Exercise prompt
Below is a listing; reproduce each line of it exactly.
┌─ Source material
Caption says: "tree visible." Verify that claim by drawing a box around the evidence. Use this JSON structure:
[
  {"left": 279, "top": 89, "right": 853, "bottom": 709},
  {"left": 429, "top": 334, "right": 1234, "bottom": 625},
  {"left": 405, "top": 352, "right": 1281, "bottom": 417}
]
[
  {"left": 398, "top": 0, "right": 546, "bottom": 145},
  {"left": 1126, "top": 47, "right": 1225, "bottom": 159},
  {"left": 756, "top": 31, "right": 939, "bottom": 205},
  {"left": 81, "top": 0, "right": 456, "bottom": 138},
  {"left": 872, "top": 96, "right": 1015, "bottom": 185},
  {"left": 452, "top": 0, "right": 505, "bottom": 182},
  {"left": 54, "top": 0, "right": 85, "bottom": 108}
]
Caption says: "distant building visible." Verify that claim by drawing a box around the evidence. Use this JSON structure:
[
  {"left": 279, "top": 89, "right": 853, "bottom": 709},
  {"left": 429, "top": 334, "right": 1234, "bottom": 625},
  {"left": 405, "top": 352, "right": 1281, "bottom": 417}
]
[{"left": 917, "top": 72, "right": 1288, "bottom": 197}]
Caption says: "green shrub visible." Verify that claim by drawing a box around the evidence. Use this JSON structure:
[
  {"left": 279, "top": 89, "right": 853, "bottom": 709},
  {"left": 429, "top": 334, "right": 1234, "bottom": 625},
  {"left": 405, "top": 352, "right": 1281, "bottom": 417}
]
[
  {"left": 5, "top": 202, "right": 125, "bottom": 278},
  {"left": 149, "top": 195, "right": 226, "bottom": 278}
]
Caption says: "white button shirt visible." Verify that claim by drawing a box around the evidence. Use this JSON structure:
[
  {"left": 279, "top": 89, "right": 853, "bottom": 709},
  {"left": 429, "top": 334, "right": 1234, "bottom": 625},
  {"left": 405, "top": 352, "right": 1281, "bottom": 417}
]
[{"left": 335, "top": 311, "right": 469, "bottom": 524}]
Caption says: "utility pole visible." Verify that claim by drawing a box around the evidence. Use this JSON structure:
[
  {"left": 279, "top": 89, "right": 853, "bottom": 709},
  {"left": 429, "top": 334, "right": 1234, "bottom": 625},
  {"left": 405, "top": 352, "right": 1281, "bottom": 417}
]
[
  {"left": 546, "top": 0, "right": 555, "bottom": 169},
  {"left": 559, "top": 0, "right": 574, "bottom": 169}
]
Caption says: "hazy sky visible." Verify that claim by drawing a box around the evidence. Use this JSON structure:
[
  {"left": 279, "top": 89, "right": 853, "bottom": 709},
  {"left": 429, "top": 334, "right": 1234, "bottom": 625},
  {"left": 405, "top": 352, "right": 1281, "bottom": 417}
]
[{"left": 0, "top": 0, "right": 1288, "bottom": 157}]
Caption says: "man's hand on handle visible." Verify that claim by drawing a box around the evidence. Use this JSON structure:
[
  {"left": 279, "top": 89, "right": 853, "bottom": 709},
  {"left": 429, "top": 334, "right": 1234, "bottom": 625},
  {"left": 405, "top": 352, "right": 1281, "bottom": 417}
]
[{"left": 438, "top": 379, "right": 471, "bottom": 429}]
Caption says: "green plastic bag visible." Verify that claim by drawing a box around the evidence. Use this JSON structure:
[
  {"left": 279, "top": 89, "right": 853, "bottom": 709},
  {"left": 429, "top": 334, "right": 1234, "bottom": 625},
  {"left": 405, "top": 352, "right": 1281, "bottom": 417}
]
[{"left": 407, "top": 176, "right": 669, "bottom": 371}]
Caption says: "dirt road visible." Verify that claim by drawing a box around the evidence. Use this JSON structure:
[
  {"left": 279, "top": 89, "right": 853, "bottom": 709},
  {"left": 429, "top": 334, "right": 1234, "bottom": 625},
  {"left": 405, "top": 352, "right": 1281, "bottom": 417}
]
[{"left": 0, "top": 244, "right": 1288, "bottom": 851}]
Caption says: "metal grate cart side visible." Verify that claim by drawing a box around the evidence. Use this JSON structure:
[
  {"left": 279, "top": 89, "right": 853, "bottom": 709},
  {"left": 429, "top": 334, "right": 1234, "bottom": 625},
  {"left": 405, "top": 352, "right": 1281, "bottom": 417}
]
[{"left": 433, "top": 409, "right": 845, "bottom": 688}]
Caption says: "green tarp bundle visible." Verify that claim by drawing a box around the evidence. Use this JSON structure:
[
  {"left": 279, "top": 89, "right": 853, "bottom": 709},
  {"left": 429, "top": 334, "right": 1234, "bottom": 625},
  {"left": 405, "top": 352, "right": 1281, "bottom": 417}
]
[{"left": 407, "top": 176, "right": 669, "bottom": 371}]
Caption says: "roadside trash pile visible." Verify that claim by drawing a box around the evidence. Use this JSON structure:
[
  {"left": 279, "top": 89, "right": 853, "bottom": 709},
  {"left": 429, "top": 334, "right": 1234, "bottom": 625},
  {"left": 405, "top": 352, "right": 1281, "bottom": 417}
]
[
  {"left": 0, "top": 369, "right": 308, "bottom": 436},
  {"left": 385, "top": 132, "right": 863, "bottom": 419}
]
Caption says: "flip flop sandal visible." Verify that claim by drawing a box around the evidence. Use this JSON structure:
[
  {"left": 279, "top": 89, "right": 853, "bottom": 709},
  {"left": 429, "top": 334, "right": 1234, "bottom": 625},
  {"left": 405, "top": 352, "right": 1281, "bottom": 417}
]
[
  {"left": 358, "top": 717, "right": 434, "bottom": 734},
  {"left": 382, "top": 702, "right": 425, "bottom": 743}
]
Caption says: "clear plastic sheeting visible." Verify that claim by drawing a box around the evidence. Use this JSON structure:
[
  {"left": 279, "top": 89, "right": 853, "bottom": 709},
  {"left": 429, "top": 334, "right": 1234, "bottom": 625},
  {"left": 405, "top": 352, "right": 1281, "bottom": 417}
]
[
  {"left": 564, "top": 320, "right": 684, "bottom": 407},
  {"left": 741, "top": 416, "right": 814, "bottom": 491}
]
└─
Full response
Caption says: "tree visible." Verify that claim by drawing a box around the evidence. Use this JSON structure:
[
  {"left": 279, "top": 89, "right": 853, "bottom": 709},
  {"left": 429, "top": 334, "right": 1234, "bottom": 625},
  {"left": 405, "top": 352, "right": 1281, "bottom": 417}
]
[
  {"left": 398, "top": 0, "right": 546, "bottom": 145},
  {"left": 1126, "top": 47, "right": 1225, "bottom": 159},
  {"left": 756, "top": 31, "right": 939, "bottom": 205},
  {"left": 81, "top": 0, "right": 456, "bottom": 138},
  {"left": 872, "top": 96, "right": 1015, "bottom": 185},
  {"left": 452, "top": 0, "right": 505, "bottom": 182},
  {"left": 54, "top": 0, "right": 85, "bottom": 108}
]
Caption says: "distant building visible." Verify that claim by drawing a box around the evidence. Use this JSON structure:
[
  {"left": 279, "top": 89, "right": 853, "bottom": 709},
  {"left": 429, "top": 334, "right": 1234, "bottom": 625},
  {"left": 405, "top": 352, "right": 1281, "bottom": 417}
]
[{"left": 917, "top": 72, "right": 1288, "bottom": 197}]
Caption says: "green shrub visible." Verify that claim by drawing a box around the evidence. Use this JSON structure:
[
  {"left": 279, "top": 89, "right": 853, "bottom": 709},
  {"left": 429, "top": 334, "right": 1234, "bottom": 625},
  {"left": 405, "top": 352, "right": 1281, "bottom": 417}
]
[
  {"left": 5, "top": 202, "right": 125, "bottom": 278},
  {"left": 149, "top": 195, "right": 226, "bottom": 278}
]
Caption says: "white button shirt visible." Verify that claim by drawing a box around the evidence. Use this JSON structure:
[
  {"left": 279, "top": 89, "right": 853, "bottom": 709},
  {"left": 429, "top": 334, "right": 1234, "bottom": 625},
  {"left": 405, "top": 352, "right": 1281, "bottom": 417}
]
[{"left": 335, "top": 311, "right": 469, "bottom": 524}]
Caption says: "utility pole visible." Verify that claim by drawing a box around the evidence. Use this JSON structure:
[
  {"left": 279, "top": 89, "right": 853, "bottom": 709},
  {"left": 429, "top": 334, "right": 1234, "bottom": 625},
  {"left": 405, "top": 352, "right": 1281, "bottom": 417}
]
[
  {"left": 546, "top": 0, "right": 555, "bottom": 169},
  {"left": 559, "top": 0, "right": 574, "bottom": 169}
]
Caption says: "hazy sky visible." Verify that claim by drawing a box around the evidence. Use this JSON structure:
[
  {"left": 279, "top": 89, "right": 853, "bottom": 709},
  {"left": 429, "top": 334, "right": 1234, "bottom": 625},
  {"left": 405, "top": 352, "right": 1281, "bottom": 417}
]
[{"left": 0, "top": 0, "right": 1288, "bottom": 157}]
Caption says: "man's hand on handle visible." Verify that claim by drawing a box around the evidence. Use this JSON structure:
[
  {"left": 279, "top": 89, "right": 853, "bottom": 709},
  {"left": 429, "top": 334, "right": 1234, "bottom": 625},
  {"left": 405, "top": 352, "right": 1281, "bottom": 417}
]
[{"left": 438, "top": 379, "right": 471, "bottom": 429}]
Caption says: "green plastic bag visible." Verify that claim by drawing a box around the evidence. Use this JSON structure:
[
  {"left": 279, "top": 89, "right": 853, "bottom": 709},
  {"left": 429, "top": 334, "right": 1234, "bottom": 625},
  {"left": 405, "top": 352, "right": 1281, "bottom": 417}
]
[{"left": 407, "top": 176, "right": 669, "bottom": 371}]
Caption says: "dirt road visible." Verify that claim by drawing a box around the evidence. Use this JSON structure:
[
  {"left": 279, "top": 89, "right": 853, "bottom": 709},
  {"left": 429, "top": 334, "right": 1234, "bottom": 625},
  {"left": 405, "top": 352, "right": 1281, "bottom": 417}
]
[{"left": 0, "top": 244, "right": 1288, "bottom": 851}]
Caption says: "metal grate cart side visible." Verify that claim by drawing a box around the evidence. Use this JSON structure:
[
  {"left": 279, "top": 89, "right": 853, "bottom": 709},
  {"left": 429, "top": 334, "right": 1234, "bottom": 625},
  {"left": 405, "top": 352, "right": 1281, "bottom": 417}
]
[{"left": 433, "top": 409, "right": 845, "bottom": 688}]
Caption says: "green tarp bundle visible." Verify that claim by drawing a box around the evidence. Use this JSON structure:
[
  {"left": 279, "top": 89, "right": 853, "bottom": 709},
  {"left": 429, "top": 334, "right": 1234, "bottom": 625},
  {"left": 405, "top": 352, "right": 1281, "bottom": 417}
]
[{"left": 407, "top": 176, "right": 669, "bottom": 371}]
Caption says: "roadside trash pile visible." Verify that claim by drawing a box around the evidence. Use this JSON structure:
[
  {"left": 279, "top": 89, "right": 853, "bottom": 709},
  {"left": 429, "top": 334, "right": 1234, "bottom": 625},
  {"left": 405, "top": 352, "right": 1281, "bottom": 417}
]
[
  {"left": 0, "top": 369, "right": 308, "bottom": 436},
  {"left": 385, "top": 132, "right": 863, "bottom": 419}
]
Caption says: "flip flop sandal visible." Verify that claim by drawing a box around the evidence. Use this JSON structure:
[
  {"left": 279, "top": 89, "right": 853, "bottom": 709},
  {"left": 429, "top": 334, "right": 1234, "bottom": 625},
  {"left": 405, "top": 352, "right": 1281, "bottom": 417}
]
[
  {"left": 358, "top": 717, "right": 434, "bottom": 734},
  {"left": 382, "top": 702, "right": 425, "bottom": 743}
]
Caption says: "clear plastic sheeting visible." Verify that claim by drawing a box around the evidence. Use this JSON structure:
[
  {"left": 279, "top": 89, "right": 853, "bottom": 709},
  {"left": 429, "top": 334, "right": 1234, "bottom": 625},
  {"left": 405, "top": 352, "right": 1281, "bottom": 417}
]
[
  {"left": 564, "top": 320, "right": 684, "bottom": 407},
  {"left": 741, "top": 416, "right": 814, "bottom": 491}
]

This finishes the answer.